Geez. Electro-Motive plant in London (now closed) and its Caterpillar parent strike in Joliet, Illinois. Canada Post. Air Canada flight attendants. Pilots. Mechanics ("flying coffins" & Aveos outsourcing), baggage handlers, cargo agents. Canadian Pacific Railway and Pershing Square's 14.2% equity stake.

Welp. Saskatchewan essential services legislation deemed unconstitutional (07 Feb. 2012).

Recalibration: On January 19, 2010, Raitt moved from the Ministry of Natural Resources to the Labour Ministry.

The house was beginning to shake,
And good press it just did not make.
So Steve shut it down, Caused the country to frown. But then he was
saved by a quake.
 

Nuclear workers: 900 scientists, engineers, technologists and technicians said 94+ per cent of members sanctioned the strike action on Thursday, May 3rd 2012: a stinging indictment of SNC-Lavalin's cavalier management style and brinkmanship bargaining. A union spokeswoman said Candu is looking to gut most parts of the collective agreement.

Ongoing: RCMP officers want to end a ban, in place since 1918, on Mounties forming a union or police association and having the right to collectively bargain. (Toronto Star, Nov 20, 2012.) "Toxic workplace": Mounted Police Professional Association of Canada (MPPAC), a merger of BC and ON associations, is expecting a ruling from the Ontario Court of Appeal in spring 2012.

Lay-offs: Canadian Space Agency. 100 staff and more to come? Speaking of SNC-Lavalin Defence Programs Inc. (AECL) and MacDonald Dettwiler and Associates Inc., there's now a signed contract "to extend operational services for up to eight years for the Canadian Department of National Defence’s twelve Kingston-class Maritime Coastal Defence Vessels...Although their primary mission is coastal surveillance, the vessels perform a wide variety of operational tasks including search and rescue, fisheries and environmental monitoring, disaster relief, mine countermeasures and scientific research."

Does this make sense? The entire program of lay-offs in the public service is expected to cost Canadian taxpayers more than $2 billion.

Weird: Health care workers in Alberta have not had the legal right to strike since 1983.

# [Data block]
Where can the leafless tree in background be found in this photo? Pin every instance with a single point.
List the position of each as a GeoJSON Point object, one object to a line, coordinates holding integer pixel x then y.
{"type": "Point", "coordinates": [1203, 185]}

# [Questions on the material]
(A) In the text on Canadian labor disputes, rewrite the paragraph beginning "Nuclear workers:" as a short bulleted list that keeps its main facts.
(B) Print everything in the text on Canadian labor disputes from "Nuclear workers: 900" down to "the collective agreement.".
The listing is not needed for this work.

# [Answers to the exercise]
(A)
- About 900 scientists, engineers, technologists and technicians said that more than 94 percent of members sanctioned strike action on Thursday, May 3, 2012.
- The vote is called a stinging indictment of SNC-Lavalin's cavalier management style and brinkmanship bargaining.
- A union spokeswoman said Candu is looking to gut most parts of the collective agreement.

(B)
Nuclear workers: 900 scientists, engineers, technologists and technicians said 94+ per cent of members sanctioned the strike action on Thursday, May 3rd 2012: a stinging indictment of SNC-Lavalin's cavalier management style and brinkmanship bargaining. A union spokeswoman said Candu is looking to gut most parts of the collective agreement.